* [What to do]:
Arrange every line of the items below as a Markdown table with the columns Row and Line. Number the rows in order and leave out blank lines.

* [Excerpted records]:

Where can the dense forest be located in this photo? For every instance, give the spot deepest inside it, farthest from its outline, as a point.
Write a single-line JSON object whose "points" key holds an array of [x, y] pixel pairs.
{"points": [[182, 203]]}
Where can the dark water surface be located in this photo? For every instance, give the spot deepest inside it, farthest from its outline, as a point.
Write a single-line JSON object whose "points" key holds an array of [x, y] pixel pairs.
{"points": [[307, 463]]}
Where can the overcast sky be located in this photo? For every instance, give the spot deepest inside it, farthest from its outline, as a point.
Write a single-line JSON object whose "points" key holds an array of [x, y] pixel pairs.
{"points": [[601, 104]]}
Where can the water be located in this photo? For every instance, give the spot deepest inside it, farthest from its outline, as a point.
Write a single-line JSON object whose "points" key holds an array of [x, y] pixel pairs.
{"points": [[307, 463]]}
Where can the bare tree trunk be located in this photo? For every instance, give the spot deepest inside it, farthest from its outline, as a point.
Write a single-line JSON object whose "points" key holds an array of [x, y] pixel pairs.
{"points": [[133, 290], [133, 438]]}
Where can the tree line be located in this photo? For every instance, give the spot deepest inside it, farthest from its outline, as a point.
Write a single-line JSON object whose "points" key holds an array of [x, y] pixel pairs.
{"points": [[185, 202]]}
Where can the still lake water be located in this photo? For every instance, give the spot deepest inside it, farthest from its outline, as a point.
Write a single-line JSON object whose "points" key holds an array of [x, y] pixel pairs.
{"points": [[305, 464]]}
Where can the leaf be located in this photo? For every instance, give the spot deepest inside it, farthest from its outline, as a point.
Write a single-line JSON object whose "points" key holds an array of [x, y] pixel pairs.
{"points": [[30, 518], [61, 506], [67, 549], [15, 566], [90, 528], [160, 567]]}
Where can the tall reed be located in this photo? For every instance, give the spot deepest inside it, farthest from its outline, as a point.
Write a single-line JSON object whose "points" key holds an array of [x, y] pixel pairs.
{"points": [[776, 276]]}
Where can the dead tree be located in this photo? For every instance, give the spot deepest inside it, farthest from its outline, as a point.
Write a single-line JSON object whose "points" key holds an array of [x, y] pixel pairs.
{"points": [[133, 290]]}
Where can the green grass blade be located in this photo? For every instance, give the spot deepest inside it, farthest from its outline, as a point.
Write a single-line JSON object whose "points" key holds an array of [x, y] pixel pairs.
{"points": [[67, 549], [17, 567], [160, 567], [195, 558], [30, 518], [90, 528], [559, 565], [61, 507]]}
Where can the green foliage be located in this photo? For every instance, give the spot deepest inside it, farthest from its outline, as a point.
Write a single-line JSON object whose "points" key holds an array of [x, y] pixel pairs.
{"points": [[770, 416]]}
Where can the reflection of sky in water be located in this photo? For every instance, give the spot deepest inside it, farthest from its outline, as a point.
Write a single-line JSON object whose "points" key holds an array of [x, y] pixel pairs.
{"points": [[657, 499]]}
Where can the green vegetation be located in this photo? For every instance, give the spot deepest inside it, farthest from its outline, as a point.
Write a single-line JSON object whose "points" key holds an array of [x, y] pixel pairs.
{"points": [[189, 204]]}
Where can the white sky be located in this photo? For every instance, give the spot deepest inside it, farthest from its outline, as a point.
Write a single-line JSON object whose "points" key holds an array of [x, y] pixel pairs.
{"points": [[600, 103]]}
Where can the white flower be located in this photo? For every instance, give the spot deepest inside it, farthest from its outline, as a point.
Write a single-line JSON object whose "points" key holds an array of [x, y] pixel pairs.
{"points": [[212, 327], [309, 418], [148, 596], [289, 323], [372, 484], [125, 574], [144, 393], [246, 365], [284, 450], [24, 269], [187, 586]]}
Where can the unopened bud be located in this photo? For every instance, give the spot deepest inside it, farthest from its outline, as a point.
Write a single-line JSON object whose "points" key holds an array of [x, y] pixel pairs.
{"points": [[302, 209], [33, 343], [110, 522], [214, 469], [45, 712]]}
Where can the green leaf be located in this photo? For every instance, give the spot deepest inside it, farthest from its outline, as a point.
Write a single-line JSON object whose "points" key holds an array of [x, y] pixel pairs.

* [Task output]:
| Row | Line |
|---|---|
| 1 | Where can the dense forest be located in this photo? For every instance, give the spot deepest inside it, farthest from its outline, as a point. |
| 2 | Write a single-line JSON object whose "points" key holds an array of [x, y] pixel pairs. |
| 3 | {"points": [[182, 203]]} |
| 4 | Where can the dark water surface be located in this photo? For every instance, give the spot deepest inside it, farthest from its outline, as a point. |
| 5 | Write a single-line JSON object whose "points" key holds an array of [x, y] pixel pairs. |
| 6 | {"points": [[307, 463]]} |
| 7 | Where can the overcast sky be located in this photo? For every instance, give the spot deepest inside it, farthest from its outline, as a point. |
| 8 | Write a single-line JSON object whose "points" key holds an array of [x, y] pixel pairs. |
| 9 | {"points": [[601, 104]]} |
| 10 | Where can the water be located in this photo? For every instance, give the spot deepest inside it, farthest from its outline, as a point. |
| 11 | Write a single-line JSON object whose "points" key holds an array of [x, y] pixel pairs. |
| 12 | {"points": [[307, 463]]} |
| 13 | Where can the bare tree trunk be located in this photo? For every instance, give the spot deepest inside it, farthest from its outline, as a point. |
| 14 | Write a single-line JSON object whose "points" key holds an array of [x, y] pixel pairs. |
| 15 | {"points": [[133, 290], [133, 438]]} |
| 16 | Where can the tree line be located in this photo? For every instance, give the spot deepest inside it, farthest from its outline, as a point. |
| 17 | Write a single-line JSON object whose "points" key holds an array of [x, y] pixel pairs. |
| 18 | {"points": [[185, 202]]} |
| 19 | Where can the still lake water be located in this photo? For every instance, give the spot deepest inside it, farthest from its outline, as a point. |
| 20 | Write a single-line JSON object whose "points" key holds an array of [x, y] pixel pairs. |
| 21 | {"points": [[305, 464]]} |
| 22 | Where can the leaf be located in this photo? For every instance, give the spot deepest inside it, farthest from its outline, as a point. |
| 23 | Write a single-line JSON object whose "points" key holds an array of [x, y] pixel pairs. |
| 24 | {"points": [[30, 518], [61, 506], [67, 549], [15, 566], [90, 528], [160, 567]]} |
| 25 | Where can the tall reed be located in this photo? For every instance, give the spot deepest inside it, farthest from its outline, as a point. |
| 26 | Write a single-line JSON object whose "points" key holds an array of [x, y] pixel pairs. |
| 27 | {"points": [[776, 276]]} |
| 28 | Where can the dead tree be located in this photo? For every instance, give the spot deepest inside it, farthest from its outline, as a point. |
| 29 | Write a single-line JSON object whose "points" key holds an array of [x, y] pixel pairs. |
| 30 | {"points": [[133, 290]]} |
| 31 | Where can the green grass blade be located in this photo? For every instance, give the spot deepest inside it, farthest from its outline, as a point. |
| 32 | Write a single-line JSON object whose "points" key holds an array of [x, y] pixel pairs. |
| 33 | {"points": [[67, 549], [17, 567], [160, 567], [195, 558], [30, 518], [90, 528], [559, 565], [61, 507]]} |
| 34 | Where can the green foliage be located in this photo? For every instance, give the spot deepest inside it, farthest from its outline, as a point. |
| 35 | Write a single-line JSON object whose "points" key holds an array of [x, y] pixel pairs. |
| 36 | {"points": [[770, 416]]} |
| 37 | Where can the reflection of sky in water be located in this photo? For every instance, give the spot deepest inside it, farthest from its outline, as a point. |
| 38 | Write a single-line JSON object whose "points" key holds an array of [x, y] pixel pairs. |
| 39 | {"points": [[657, 499]]} |
| 40 | Where can the green vegetation be located in this photo? For every instance, give the spot deepest inside it, farthest from its outline, as a point. |
| 41 | Write a single-line JSON object whose "points" key holds an array of [x, y] pixel pairs. |
| 42 | {"points": [[189, 204]]} |
| 43 | Where can the white sky be located in this photo? For every instance, give the spot deepest inside it, farthest from its outline, as a point. |
| 44 | Write a single-line JSON object whose "points" key holds an array of [x, y] pixel pairs. |
| 45 | {"points": [[600, 103]]} |
| 46 | Where can the white flower be located in this photo? For every instance, give the spot deepest inside it, farthest from its outline, as a point. |
| 47 | Write a single-line JSON object whose "points" key holds an array of [x, y] pixel pairs. |
| 48 | {"points": [[212, 327], [309, 418], [148, 596], [289, 323], [372, 484], [125, 574], [144, 393], [246, 365], [284, 450], [24, 269], [187, 586]]} |
| 49 | Where can the unopened bud be located in this photo? For every instance, give the spot deepest inside it, farthest from its outline, as a point. |
| 50 | Write a single-line JSON object whose "points" key holds an array of [x, y] pixel pairs. |
| 51 | {"points": [[302, 209], [33, 343], [110, 522], [214, 469], [45, 712]]} |
| 52 | Where can the green leaf be located in this photo? For every instance, give the spot deepest inside it, farthest from its outline, as a point. |
| 53 | Write a single-line JSON object whose "points" key holds an array of [x, y] pixel pairs. |